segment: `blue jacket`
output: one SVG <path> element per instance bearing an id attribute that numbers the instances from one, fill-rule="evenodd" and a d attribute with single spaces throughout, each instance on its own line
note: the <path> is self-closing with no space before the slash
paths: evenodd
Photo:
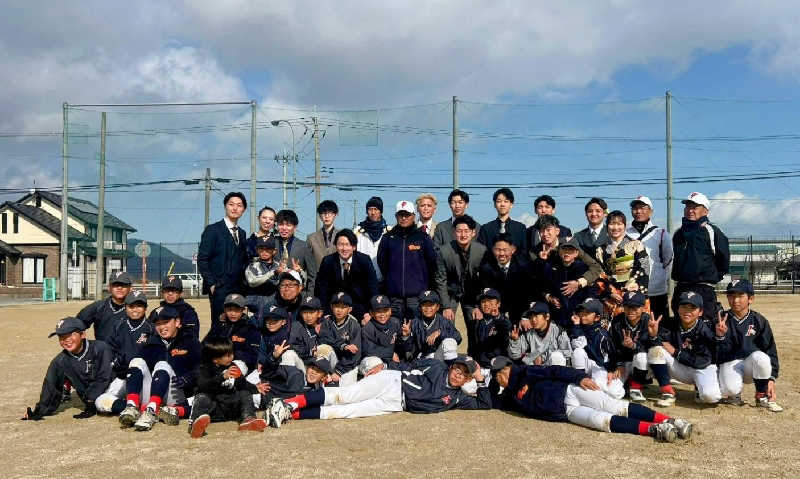
<path id="1" fill-rule="evenodd" d="M 148 321 L 155 322 L 156 318 L 158 317 L 158 313 L 161 311 L 161 308 L 164 306 L 172 306 L 175 308 L 175 311 L 178 312 L 178 317 L 181 320 L 181 329 L 184 331 L 192 331 L 195 338 L 200 338 L 200 319 L 197 317 L 197 311 L 195 311 L 194 307 L 183 300 L 183 298 L 179 298 L 172 304 L 167 303 L 164 300 L 161 300 L 161 303 L 158 305 L 157 308 L 150 311 L 150 314 L 147 316 Z M 212 321 L 215 323 L 216 321 Z"/>
<path id="2" fill-rule="evenodd" d="M 399 351 L 400 320 L 392 316 L 386 324 L 371 320 L 361 329 L 362 356 L 377 356 L 384 363 L 392 361 L 392 355 Z"/>
<path id="3" fill-rule="evenodd" d="M 739 321 L 733 312 L 728 311 L 728 332 L 721 338 L 717 336 L 717 362 L 722 364 L 734 359 L 744 359 L 756 351 L 762 351 L 769 356 L 772 366 L 770 377 L 777 379 L 778 348 L 767 318 L 751 309 Z"/>
<path id="4" fill-rule="evenodd" d="M 416 297 L 434 284 L 436 249 L 433 240 L 416 226 L 395 226 L 383 235 L 378 246 L 378 267 L 387 295 Z"/>
<path id="5" fill-rule="evenodd" d="M 448 382 L 449 367 L 436 359 L 418 359 L 413 363 L 393 363 L 403 371 L 401 389 L 405 409 L 413 413 L 433 413 L 450 409 L 491 409 L 492 398 L 485 384 L 478 384 L 472 396 Z M 563 401 L 562 401 L 563 402 Z"/>
<path id="6" fill-rule="evenodd" d="M 209 336 L 222 336 L 230 339 L 233 342 L 233 359 L 243 361 L 250 371 L 255 369 L 258 361 L 258 348 L 261 345 L 261 333 L 245 316 L 236 322 L 223 320 L 213 323 L 206 338 Z"/>
<path id="7" fill-rule="evenodd" d="M 728 272 L 728 238 L 706 217 L 697 221 L 683 218 L 681 227 L 672 236 L 672 249 L 675 252 L 672 279 L 675 281 L 713 285 Z"/>
<path id="8" fill-rule="evenodd" d="M 647 341 L 648 346 L 670 343 L 675 348 L 675 360 L 694 369 L 705 369 L 713 363 L 717 347 L 714 333 L 702 318 L 689 329 L 683 329 L 680 323 L 674 331 L 662 327 L 656 338 L 648 335 Z"/>
<path id="9" fill-rule="evenodd" d="M 575 339 L 579 336 L 586 338 L 586 346 L 583 349 L 589 359 L 609 372 L 617 367 L 617 351 L 614 349 L 611 335 L 601 326 L 600 321 L 590 326 L 574 326 L 570 338 Z"/>
<path id="10" fill-rule="evenodd" d="M 436 330 L 439 330 L 439 337 L 431 346 L 427 339 Z M 422 315 L 418 314 L 411 322 L 411 335 L 401 338 L 401 348 L 409 352 L 412 358 L 427 356 L 435 352 L 445 338 L 453 338 L 456 343 L 461 344 L 461 333 L 458 332 L 452 321 L 436 313 L 430 322 L 426 322 L 422 319 Z"/>
<path id="11" fill-rule="evenodd" d="M 186 397 L 192 395 L 195 386 L 195 370 L 200 365 L 201 346 L 194 332 L 178 329 L 178 334 L 169 343 L 164 343 L 158 334 L 150 336 L 142 348 L 142 359 L 150 372 L 159 361 L 166 361 L 179 376 L 186 381 L 183 390 Z"/>
<path id="12" fill-rule="evenodd" d="M 247 239 L 244 230 L 237 227 L 239 244 L 233 241 L 233 232 L 225 220 L 206 226 L 197 249 L 197 270 L 203 276 L 203 294 L 211 286 L 215 292 L 242 291 L 244 268 L 247 266 Z"/>
<path id="13" fill-rule="evenodd" d="M 144 318 L 131 322 L 126 317 L 116 324 L 114 332 L 108 338 L 108 346 L 114 356 L 111 368 L 116 377 L 125 379 L 131 359 L 142 356 L 142 348 L 155 334 L 153 323 Z"/>
<path id="14" fill-rule="evenodd" d="M 614 319 L 611 320 L 611 327 L 608 332 L 611 335 L 611 342 L 616 352 L 616 366 L 622 366 L 625 363 L 633 361 L 633 356 L 635 354 L 647 352 L 648 321 L 650 321 L 650 315 L 648 313 L 642 313 L 642 317 L 639 318 L 639 322 L 636 323 L 635 327 L 631 326 L 631 323 L 628 322 L 628 318 L 624 313 L 614 316 Z M 631 336 L 634 346 L 633 349 L 627 348 L 622 344 L 625 341 L 625 332 Z"/>
<path id="15" fill-rule="evenodd" d="M 505 356 L 508 350 L 508 333 L 511 321 L 505 314 L 493 318 L 488 314 L 475 321 L 475 360 L 488 368 L 497 356 Z"/>
<path id="16" fill-rule="evenodd" d="M 336 324 L 336 319 L 332 316 L 323 318 L 320 342 L 329 344 L 336 351 L 336 372 L 339 375 L 358 367 L 361 361 L 361 323 L 352 315 L 341 326 Z M 344 349 L 349 344 L 355 344 L 358 351 L 351 353 Z"/>
<path id="17" fill-rule="evenodd" d="M 545 421 L 567 421 L 564 396 L 567 386 L 588 377 L 583 371 L 566 366 L 511 366 L 508 387 L 497 393 L 492 381 L 492 404 L 497 409 L 517 411 Z M 528 389 L 521 395 L 520 391 Z"/>

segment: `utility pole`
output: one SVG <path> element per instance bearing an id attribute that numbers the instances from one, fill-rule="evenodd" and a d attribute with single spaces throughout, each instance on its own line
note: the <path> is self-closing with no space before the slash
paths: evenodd
<path id="1" fill-rule="evenodd" d="M 667 106 L 667 231 L 670 234 L 675 231 L 672 229 L 672 106 L 670 99 L 672 93 L 667 90 L 665 100 Z"/>
<path id="2" fill-rule="evenodd" d="M 458 188 L 458 97 L 453 97 L 453 189 Z"/>
<path id="3" fill-rule="evenodd" d="M 106 112 L 100 113 L 100 188 L 97 193 L 97 262 L 95 267 L 95 299 L 100 299 L 105 283 L 105 206 L 106 206 Z"/>
<path id="4" fill-rule="evenodd" d="M 320 167 L 320 159 L 319 159 L 319 118 L 316 116 L 312 118 L 314 121 L 314 198 L 316 199 L 316 203 L 314 203 L 314 211 L 316 211 L 317 205 L 320 202 L 320 187 L 319 187 L 319 167 Z M 317 218 L 317 228 L 320 229 L 320 221 L 319 215 L 314 214 L 314 217 Z"/>
<path id="5" fill-rule="evenodd" d="M 358 226 L 358 223 L 356 223 L 356 218 L 358 218 L 358 216 L 356 216 L 358 214 L 356 213 L 356 208 L 358 208 L 358 200 L 353 199 L 353 231 L 355 231 L 356 226 Z"/>
<path id="6" fill-rule="evenodd" d="M 256 106 L 250 102 L 250 231 L 258 231 L 258 204 L 256 202 Z"/>
<path id="7" fill-rule="evenodd" d="M 69 184 L 69 174 L 68 174 L 68 165 L 69 162 L 67 161 L 68 156 L 68 143 L 69 143 L 69 122 L 68 122 L 68 112 L 69 112 L 69 103 L 64 102 L 61 105 L 62 108 L 62 126 L 61 126 L 61 257 L 60 259 L 60 268 L 59 268 L 59 278 L 58 278 L 58 296 L 59 300 L 62 303 L 67 301 L 67 287 L 68 287 L 68 277 L 69 277 L 69 251 L 67 251 L 67 220 L 69 218 L 67 214 L 67 185 Z"/>
<path id="8" fill-rule="evenodd" d="M 278 163 L 283 163 L 283 209 L 287 209 L 289 206 L 289 202 L 286 198 L 286 188 L 289 180 L 287 178 L 287 163 L 289 162 L 289 158 L 286 157 L 286 150 L 283 151 L 283 156 L 275 155 L 275 161 Z"/>
<path id="9" fill-rule="evenodd" d="M 205 178 L 205 190 L 206 190 L 206 222 L 205 226 L 208 226 L 209 217 L 211 214 L 211 168 L 206 168 L 206 178 Z"/>

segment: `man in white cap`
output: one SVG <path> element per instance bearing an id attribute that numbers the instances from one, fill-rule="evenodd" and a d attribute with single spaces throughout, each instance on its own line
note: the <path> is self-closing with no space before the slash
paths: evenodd
<path id="1" fill-rule="evenodd" d="M 717 317 L 714 285 L 722 281 L 730 265 L 728 238 L 708 221 L 711 203 L 706 195 L 693 192 L 681 203 L 685 205 L 681 227 L 672 236 L 672 279 L 677 282 L 672 311 L 677 318 L 677 298 L 684 291 L 694 291 L 703 298 L 703 320 L 713 325 Z"/>
<path id="2" fill-rule="evenodd" d="M 378 267 L 393 316 L 411 319 L 417 311 L 417 297 L 434 284 L 436 249 L 431 237 L 417 227 L 414 203 L 398 201 L 396 211 L 397 225 L 378 246 Z"/>
<path id="3" fill-rule="evenodd" d="M 669 273 L 672 267 L 672 238 L 666 229 L 653 224 L 653 202 L 647 196 L 637 196 L 631 201 L 631 225 L 626 233 L 639 240 L 647 250 L 650 263 L 647 296 L 653 317 L 661 316 L 669 323 Z"/>

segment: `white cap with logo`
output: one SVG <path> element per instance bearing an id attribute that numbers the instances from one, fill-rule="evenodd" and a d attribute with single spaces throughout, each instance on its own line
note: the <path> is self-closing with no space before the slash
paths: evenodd
<path id="1" fill-rule="evenodd" d="M 650 201 L 650 198 L 644 195 L 639 195 L 633 201 L 631 201 L 631 208 L 633 208 L 636 205 L 636 203 L 644 203 L 647 206 L 649 206 L 650 209 L 653 209 L 653 202 Z"/>
<path id="2" fill-rule="evenodd" d="M 689 196 L 687 196 L 685 200 L 681 201 L 681 203 L 697 203 L 698 205 L 705 206 L 707 210 L 711 209 L 711 202 L 708 201 L 706 195 L 696 191 L 689 193 Z"/>
<path id="3" fill-rule="evenodd" d="M 400 213 L 401 211 L 411 213 L 412 215 L 417 214 L 417 212 L 414 210 L 414 203 L 406 200 L 397 202 L 397 213 Z"/>

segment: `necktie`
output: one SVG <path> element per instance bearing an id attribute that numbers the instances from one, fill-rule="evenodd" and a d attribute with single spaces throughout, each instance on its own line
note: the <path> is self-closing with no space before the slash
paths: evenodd
<path id="1" fill-rule="evenodd" d="M 592 230 L 592 242 L 597 242 L 597 231 Z"/>
<path id="2" fill-rule="evenodd" d="M 288 241 L 284 241 L 283 242 L 283 251 L 282 251 L 281 255 L 283 256 L 282 259 L 284 259 L 286 261 L 289 261 L 289 248 L 286 246 L 287 243 L 288 243 Z"/>
<path id="3" fill-rule="evenodd" d="M 505 233 L 505 232 L 506 232 L 506 222 L 502 221 L 500 222 L 500 233 Z"/>
<path id="4" fill-rule="evenodd" d="M 236 243 L 236 246 L 239 246 L 239 232 L 236 231 L 235 226 L 231 228 L 231 232 L 233 233 L 233 242 Z"/>
<path id="5" fill-rule="evenodd" d="M 346 280 L 350 276 L 350 263 L 342 263 L 342 279 Z"/>
<path id="6" fill-rule="evenodd" d="M 422 225 L 422 232 L 428 234 L 428 225 Z"/>

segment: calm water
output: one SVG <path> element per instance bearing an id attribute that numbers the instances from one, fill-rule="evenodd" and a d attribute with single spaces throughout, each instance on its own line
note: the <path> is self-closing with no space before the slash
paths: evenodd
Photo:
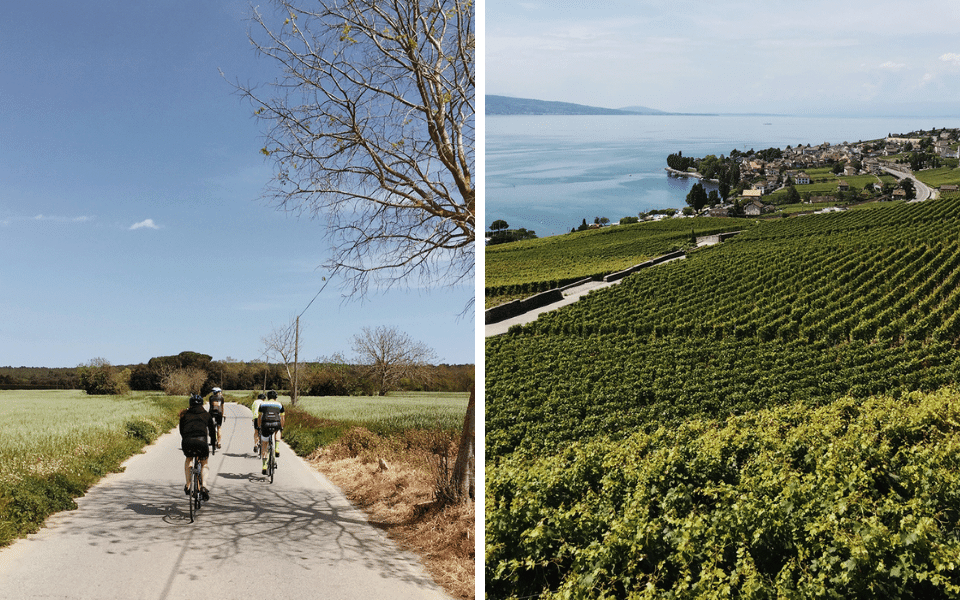
<path id="1" fill-rule="evenodd" d="M 925 117 L 499 116 L 487 117 L 485 127 L 486 225 L 503 219 L 543 237 L 583 219 L 616 222 L 682 208 L 694 180 L 663 170 L 677 151 L 719 156 L 960 124 Z"/>

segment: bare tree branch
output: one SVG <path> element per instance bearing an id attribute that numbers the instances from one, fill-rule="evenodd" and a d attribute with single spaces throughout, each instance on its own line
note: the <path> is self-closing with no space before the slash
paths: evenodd
<path id="1" fill-rule="evenodd" d="M 351 295 L 472 278 L 472 2 L 274 5 L 282 24 L 255 12 L 250 39 L 282 73 L 265 90 L 236 84 L 267 127 L 267 197 L 325 222 L 324 266 Z"/>
<path id="2" fill-rule="evenodd" d="M 353 337 L 353 351 L 380 396 L 395 389 L 402 379 L 426 381 L 432 375 L 430 365 L 436 360 L 429 346 L 396 327 L 364 327 Z"/>
<path id="3" fill-rule="evenodd" d="M 291 323 L 285 327 L 275 328 L 269 334 L 260 338 L 260 342 L 263 344 L 263 354 L 267 362 L 275 361 L 277 363 L 283 363 L 287 371 L 287 379 L 290 381 L 291 400 L 293 404 L 296 405 L 297 398 L 300 395 L 300 390 L 293 389 L 296 379 L 294 377 L 294 371 L 297 368 L 295 357 L 299 353 L 299 348 L 297 348 L 298 336 L 296 321 L 291 321 Z"/>

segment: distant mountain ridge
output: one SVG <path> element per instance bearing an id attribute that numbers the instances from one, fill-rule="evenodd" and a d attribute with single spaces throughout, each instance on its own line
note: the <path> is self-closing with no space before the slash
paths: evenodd
<path id="1" fill-rule="evenodd" d="M 530 98 L 511 98 L 509 96 L 484 97 L 486 100 L 487 115 L 669 115 L 646 106 L 629 106 L 626 108 L 600 108 L 586 106 L 572 102 L 553 102 L 548 100 L 533 100 Z"/>

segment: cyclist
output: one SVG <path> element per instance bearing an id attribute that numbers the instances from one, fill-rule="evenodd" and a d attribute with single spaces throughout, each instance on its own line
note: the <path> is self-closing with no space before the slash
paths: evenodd
<path id="1" fill-rule="evenodd" d="M 217 424 L 217 450 L 220 449 L 220 426 L 223 425 L 223 390 L 218 387 L 210 392 L 210 416 Z M 213 443 L 213 440 L 210 440 Z"/>
<path id="2" fill-rule="evenodd" d="M 187 483 L 183 486 L 183 493 L 190 495 L 190 463 L 194 457 L 200 459 L 200 494 L 204 502 L 210 499 L 210 492 L 207 490 L 207 459 L 210 458 L 210 449 L 207 447 L 207 435 L 210 439 L 216 435 L 216 429 L 213 419 L 203 408 L 203 396 L 193 394 L 190 396 L 190 408 L 185 408 L 180 412 L 180 437 L 181 448 L 186 460 L 183 463 L 183 472 Z"/>
<path id="3" fill-rule="evenodd" d="M 280 432 L 283 430 L 284 415 L 283 404 L 277 400 L 277 393 L 273 390 L 267 392 L 267 400 L 261 402 L 257 409 L 260 430 L 260 458 L 263 459 L 263 474 L 267 474 L 267 452 L 270 450 L 270 436 L 274 436 L 274 449 L 276 456 L 280 456 Z"/>
<path id="4" fill-rule="evenodd" d="M 257 417 L 260 416 L 260 404 L 266 400 L 267 397 L 262 393 L 257 394 L 257 399 L 253 401 L 253 453 L 260 453 L 260 430 L 257 428 Z"/>

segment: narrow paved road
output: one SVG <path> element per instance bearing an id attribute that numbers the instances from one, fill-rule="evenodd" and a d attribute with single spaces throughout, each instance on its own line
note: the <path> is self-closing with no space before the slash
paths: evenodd
<path id="1" fill-rule="evenodd" d="M 0 550 L 0 598 L 449 598 L 281 444 L 274 483 L 228 404 L 210 502 L 190 523 L 180 436 L 162 436 L 41 532 Z"/>
<path id="2" fill-rule="evenodd" d="M 889 167 L 883 167 L 883 170 L 889 173 L 890 175 L 893 175 L 894 177 L 896 177 L 898 181 L 903 179 L 904 177 L 909 177 L 910 179 L 913 179 L 913 189 L 916 190 L 917 195 L 912 200 L 912 202 L 923 202 L 924 200 L 937 198 L 939 195 L 937 193 L 937 190 L 931 188 L 924 182 L 917 179 L 916 176 L 914 176 L 913 171 L 906 171 L 906 172 L 897 171 Z"/>

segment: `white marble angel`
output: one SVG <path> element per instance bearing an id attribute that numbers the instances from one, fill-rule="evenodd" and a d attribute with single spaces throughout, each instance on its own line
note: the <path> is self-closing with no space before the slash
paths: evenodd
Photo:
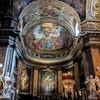
<path id="1" fill-rule="evenodd" d="M 96 89 L 96 86 L 100 88 L 99 78 L 97 76 L 93 78 L 93 75 L 90 75 L 90 77 L 87 77 L 86 83 L 89 85 L 90 95 L 88 96 L 88 99 L 97 99 L 97 95 L 99 95 L 99 93 Z"/>
<path id="2" fill-rule="evenodd" d="M 11 98 L 12 90 L 14 89 L 14 78 L 10 76 L 10 73 L 7 72 L 5 76 L 2 76 L 3 82 L 3 92 L 2 96 L 6 98 Z"/>

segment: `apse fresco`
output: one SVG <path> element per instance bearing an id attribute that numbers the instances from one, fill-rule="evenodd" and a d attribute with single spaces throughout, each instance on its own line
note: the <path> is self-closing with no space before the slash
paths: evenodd
<path id="1" fill-rule="evenodd" d="M 70 45 L 66 30 L 55 23 L 42 23 L 32 27 L 25 36 L 27 46 L 39 50 L 59 50 Z"/>

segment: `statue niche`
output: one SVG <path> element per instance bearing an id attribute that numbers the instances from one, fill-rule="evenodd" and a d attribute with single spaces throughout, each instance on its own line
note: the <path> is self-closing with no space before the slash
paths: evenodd
<path id="1" fill-rule="evenodd" d="M 26 92 L 29 88 L 29 76 L 27 69 L 24 68 L 21 73 L 21 91 Z"/>

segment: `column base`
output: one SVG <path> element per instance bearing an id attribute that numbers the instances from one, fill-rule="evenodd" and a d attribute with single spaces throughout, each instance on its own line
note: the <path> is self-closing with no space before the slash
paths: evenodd
<path id="1" fill-rule="evenodd" d="M 5 97 L 0 96 L 0 100 L 10 100 L 10 98 L 5 98 Z"/>

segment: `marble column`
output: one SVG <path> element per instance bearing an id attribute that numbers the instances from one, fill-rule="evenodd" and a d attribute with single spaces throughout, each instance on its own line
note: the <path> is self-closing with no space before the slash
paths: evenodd
<path id="1" fill-rule="evenodd" d="M 2 75 L 7 77 L 7 73 L 9 73 L 8 77 L 11 78 L 12 86 L 15 83 L 15 76 L 14 76 L 13 73 L 14 73 L 14 67 L 15 67 L 16 52 L 14 50 L 14 47 L 15 47 L 15 38 L 9 36 L 9 44 L 8 44 L 7 51 L 6 51 L 6 57 L 5 57 Z M 5 86 L 6 86 L 6 83 L 4 84 L 4 87 Z M 7 89 L 9 89 L 9 88 L 7 88 Z M 11 94 L 8 93 L 9 95 L 11 95 L 11 98 L 9 100 L 14 100 L 14 98 L 15 98 L 15 88 L 12 87 L 10 92 L 11 92 Z M 4 93 L 5 93 L 5 91 L 2 92 L 2 94 L 4 94 Z M 3 96 L 2 98 L 6 98 L 6 97 Z M 6 99 L 8 99 L 8 98 L 6 98 Z"/>
<path id="2" fill-rule="evenodd" d="M 33 96 L 37 96 L 38 92 L 38 70 L 34 70 L 33 76 Z"/>
<path id="3" fill-rule="evenodd" d="M 84 66 L 85 79 L 87 79 L 87 76 L 89 76 L 89 64 L 85 52 L 82 53 L 82 57 L 83 57 L 83 63 L 85 64 Z"/>
<path id="4" fill-rule="evenodd" d="M 75 75 L 75 85 L 76 85 L 76 89 L 77 91 L 80 90 L 80 79 L 79 79 L 79 68 L 78 68 L 78 63 L 76 62 L 74 64 L 74 75 Z"/>
<path id="5" fill-rule="evenodd" d="M 99 48 L 91 47 L 92 60 L 94 65 L 95 75 L 100 76 L 100 51 Z"/>
<path id="6" fill-rule="evenodd" d="M 62 70 L 58 70 L 58 94 L 62 95 L 63 84 L 62 84 Z"/>
<path id="7" fill-rule="evenodd" d="M 5 76 L 6 72 L 11 73 L 13 54 L 14 54 L 14 38 L 10 37 L 4 62 L 3 76 Z"/>

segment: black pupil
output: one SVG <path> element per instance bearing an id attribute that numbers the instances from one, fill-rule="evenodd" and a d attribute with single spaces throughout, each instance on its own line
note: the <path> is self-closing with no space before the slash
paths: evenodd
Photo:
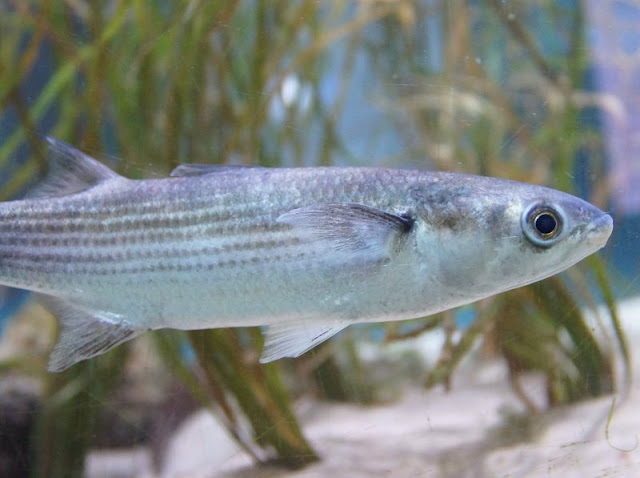
<path id="1" fill-rule="evenodd" d="M 545 236 L 556 230 L 556 218 L 551 214 L 543 213 L 536 217 L 536 229 Z"/>

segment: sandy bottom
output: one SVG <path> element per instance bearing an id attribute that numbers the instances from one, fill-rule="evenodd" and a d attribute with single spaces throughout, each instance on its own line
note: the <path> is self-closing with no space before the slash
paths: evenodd
<path id="1" fill-rule="evenodd" d="M 640 348 L 638 312 L 640 300 L 621 310 L 631 350 Z M 215 418 L 201 411 L 171 437 L 160 472 L 152 471 L 149 450 L 139 448 L 93 452 L 87 477 L 640 477 L 635 375 L 626 397 L 533 416 L 521 413 L 499 363 L 466 364 L 449 393 L 416 388 L 394 403 L 371 407 L 301 402 L 298 416 L 322 460 L 298 471 L 254 466 Z M 526 379 L 524 388 L 542 400 L 536 377 Z"/>

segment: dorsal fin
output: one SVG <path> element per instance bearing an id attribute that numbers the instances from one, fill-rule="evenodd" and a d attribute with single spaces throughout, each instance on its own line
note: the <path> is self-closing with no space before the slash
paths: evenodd
<path id="1" fill-rule="evenodd" d="M 73 146 L 47 137 L 49 171 L 29 198 L 66 196 L 85 191 L 107 179 L 120 176 Z"/>
<path id="2" fill-rule="evenodd" d="M 199 164 L 199 163 L 186 163 L 181 164 L 171 171 L 171 177 L 186 177 L 186 176 L 204 176 L 205 174 L 212 173 L 228 173 L 230 171 L 238 171 L 242 169 L 255 169 L 262 166 L 252 166 L 248 164 Z"/>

- - -

Scan the material line by line and report each one that contains "white".

segment: `man in white cap`
segment: `white cap with logo`
segment: `white marble angel`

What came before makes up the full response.